* **THE TASK**
According to the forum thread, why should the daily coffee walk wait until everyone has finished their morning emails? Answer in one to three sentences.
START TEXT PASSAGE
I become a fan of agile for that reason. I found agile created "chummier"
teams. I don't think it made for better project delivery, but I did find
having a morning meeting made risks apparent and made people more confident to
raise issues before they snow balled, and people didn't blame each other the
same way. Discussion/communication is basically everything to successful
delivery in my books.

I picked up a neat pseudo meeting trick I use every day now (even in big water
fall projects). I go for coffee down the road. It takes like 15 minutes and
the benefit well outweighs the negative.

The benefits being a casual discussion abut whats going on where people say
things they probably wouldn't normally. Its best to weight till after everyone
has done there morning emails, so maybe 30-60 minutes in then the gossip gets
going. The amount of spite I have heard spewed about
clients/vendors/colleagues you wouldn't hear otherwise is astounding. Its the
casualness of the walk and cafe that lets people vent. But you have to get out
of the office, you have to get away fro the structure, and away from people
that may over hear the criticisms.

Also its not about a team meeting, people won't come and blurt out whats
really on there mind if they think its going to get recorded and itemised.
Remembering if they have read/replied to there emails before you head out.
Then thats mainly whats going to be no there mind, they will bring up the
problems because they are at forefront of there thinking. Its all about
keeping things casual.

On the other days when things are running smoothly you get to know them more
on a personal level, talk about there kids, cats, skiing, what ever. Just
casual gossip and of course its team bonding. When you get to know people a
little better it makes interacting with them easier, raises issues/problems
etc.. isn't going to be such an assault on someone. Even just the effort of
inviting someone that doesn't drink coffee goes along way.

Can't recommend it enough.

------
espeed
Luke: Obi-Wan? Why didn't you tell me? You told me Vader betrayed and murdered
my father.

Obi-Wan: Your father was seduced by the dark side of the Force. He ceased to
be Anakin Skywalker and became Darth Vader. When that happened, the good man
who was your father was destroyed. So what I told you was true, from a certain
point of view.

Luke: "A certain point of view"?

Obi-Wan: Luke, you will find that many of the truths we cling to depend
greatly on our own point of view.
END TEXT PASSAGE
START MATERIAL SHOWN
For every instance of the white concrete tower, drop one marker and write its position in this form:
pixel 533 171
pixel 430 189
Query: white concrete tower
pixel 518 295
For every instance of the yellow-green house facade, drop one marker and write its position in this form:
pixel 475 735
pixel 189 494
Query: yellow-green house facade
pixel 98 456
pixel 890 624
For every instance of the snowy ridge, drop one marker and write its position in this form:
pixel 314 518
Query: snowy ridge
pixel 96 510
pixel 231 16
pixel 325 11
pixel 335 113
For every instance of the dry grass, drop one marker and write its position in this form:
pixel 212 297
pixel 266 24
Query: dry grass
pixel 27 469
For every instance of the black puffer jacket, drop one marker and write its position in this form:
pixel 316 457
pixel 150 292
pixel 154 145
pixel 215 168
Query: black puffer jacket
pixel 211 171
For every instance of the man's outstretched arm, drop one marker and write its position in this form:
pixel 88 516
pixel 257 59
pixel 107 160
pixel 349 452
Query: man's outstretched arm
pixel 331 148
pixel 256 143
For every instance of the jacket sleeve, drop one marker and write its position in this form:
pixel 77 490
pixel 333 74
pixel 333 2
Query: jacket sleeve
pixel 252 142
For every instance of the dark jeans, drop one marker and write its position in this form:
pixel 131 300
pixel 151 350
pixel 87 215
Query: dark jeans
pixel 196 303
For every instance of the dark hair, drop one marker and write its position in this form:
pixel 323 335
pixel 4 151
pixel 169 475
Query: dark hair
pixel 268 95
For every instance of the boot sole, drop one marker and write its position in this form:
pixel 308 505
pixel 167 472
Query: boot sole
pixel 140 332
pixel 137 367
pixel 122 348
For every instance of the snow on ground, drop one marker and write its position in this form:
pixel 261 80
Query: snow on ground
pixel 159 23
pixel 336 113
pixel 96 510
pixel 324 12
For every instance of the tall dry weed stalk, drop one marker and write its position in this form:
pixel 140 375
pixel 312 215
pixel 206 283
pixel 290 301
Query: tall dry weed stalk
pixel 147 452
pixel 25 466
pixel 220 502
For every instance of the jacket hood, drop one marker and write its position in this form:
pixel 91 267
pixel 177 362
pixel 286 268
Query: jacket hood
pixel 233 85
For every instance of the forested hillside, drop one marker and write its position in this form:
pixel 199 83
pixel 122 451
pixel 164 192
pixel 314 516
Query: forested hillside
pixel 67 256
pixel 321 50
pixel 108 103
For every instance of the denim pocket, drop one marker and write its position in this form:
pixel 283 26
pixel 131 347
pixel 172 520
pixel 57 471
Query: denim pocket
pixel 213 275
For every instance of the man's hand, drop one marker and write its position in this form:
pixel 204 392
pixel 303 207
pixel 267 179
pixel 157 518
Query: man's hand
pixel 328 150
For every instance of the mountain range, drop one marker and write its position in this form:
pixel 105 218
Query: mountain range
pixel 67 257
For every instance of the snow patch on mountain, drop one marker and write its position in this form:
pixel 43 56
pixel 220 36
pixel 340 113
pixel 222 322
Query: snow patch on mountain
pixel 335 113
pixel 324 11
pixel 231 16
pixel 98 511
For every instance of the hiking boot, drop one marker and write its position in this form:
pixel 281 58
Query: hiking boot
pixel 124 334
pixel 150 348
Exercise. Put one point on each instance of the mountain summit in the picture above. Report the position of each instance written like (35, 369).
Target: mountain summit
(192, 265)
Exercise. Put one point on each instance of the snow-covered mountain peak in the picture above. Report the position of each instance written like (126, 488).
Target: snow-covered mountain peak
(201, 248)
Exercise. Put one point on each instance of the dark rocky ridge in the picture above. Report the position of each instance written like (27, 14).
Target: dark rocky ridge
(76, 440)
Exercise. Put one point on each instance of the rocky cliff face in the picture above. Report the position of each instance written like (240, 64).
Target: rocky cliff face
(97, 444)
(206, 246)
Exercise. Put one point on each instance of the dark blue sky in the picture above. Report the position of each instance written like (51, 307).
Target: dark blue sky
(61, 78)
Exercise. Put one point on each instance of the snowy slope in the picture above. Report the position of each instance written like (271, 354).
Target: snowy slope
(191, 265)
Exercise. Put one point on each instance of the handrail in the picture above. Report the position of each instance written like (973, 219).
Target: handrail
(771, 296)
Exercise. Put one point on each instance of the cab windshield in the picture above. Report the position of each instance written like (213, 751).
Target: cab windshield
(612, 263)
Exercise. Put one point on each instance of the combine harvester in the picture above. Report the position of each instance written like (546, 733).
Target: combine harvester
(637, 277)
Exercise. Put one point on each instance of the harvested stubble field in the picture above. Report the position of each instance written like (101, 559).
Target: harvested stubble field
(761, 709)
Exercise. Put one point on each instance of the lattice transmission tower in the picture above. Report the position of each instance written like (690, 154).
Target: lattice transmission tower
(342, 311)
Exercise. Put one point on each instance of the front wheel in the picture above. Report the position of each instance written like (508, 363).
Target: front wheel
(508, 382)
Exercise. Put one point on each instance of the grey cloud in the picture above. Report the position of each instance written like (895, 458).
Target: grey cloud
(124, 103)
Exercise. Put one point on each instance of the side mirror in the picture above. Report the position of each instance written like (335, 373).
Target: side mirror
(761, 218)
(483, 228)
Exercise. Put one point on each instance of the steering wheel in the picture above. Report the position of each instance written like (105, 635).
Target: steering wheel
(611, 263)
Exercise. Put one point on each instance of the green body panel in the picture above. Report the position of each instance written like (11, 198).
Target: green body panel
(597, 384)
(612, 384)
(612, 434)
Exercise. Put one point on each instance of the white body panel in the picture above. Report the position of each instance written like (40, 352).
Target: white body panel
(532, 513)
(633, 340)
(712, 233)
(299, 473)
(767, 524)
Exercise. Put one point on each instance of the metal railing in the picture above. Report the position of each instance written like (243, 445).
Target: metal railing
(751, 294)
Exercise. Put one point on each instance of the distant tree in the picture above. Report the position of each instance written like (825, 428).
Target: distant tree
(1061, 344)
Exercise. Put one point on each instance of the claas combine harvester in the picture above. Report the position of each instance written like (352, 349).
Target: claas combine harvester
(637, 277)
END MATERIAL SHOWN
* **EXERCISE ANSWER**
Once people have read and replied to their emails, those matters are mainly what's on their minds. So they bring up the problems because those problems are at the front of their thinking, and the gossip gets going.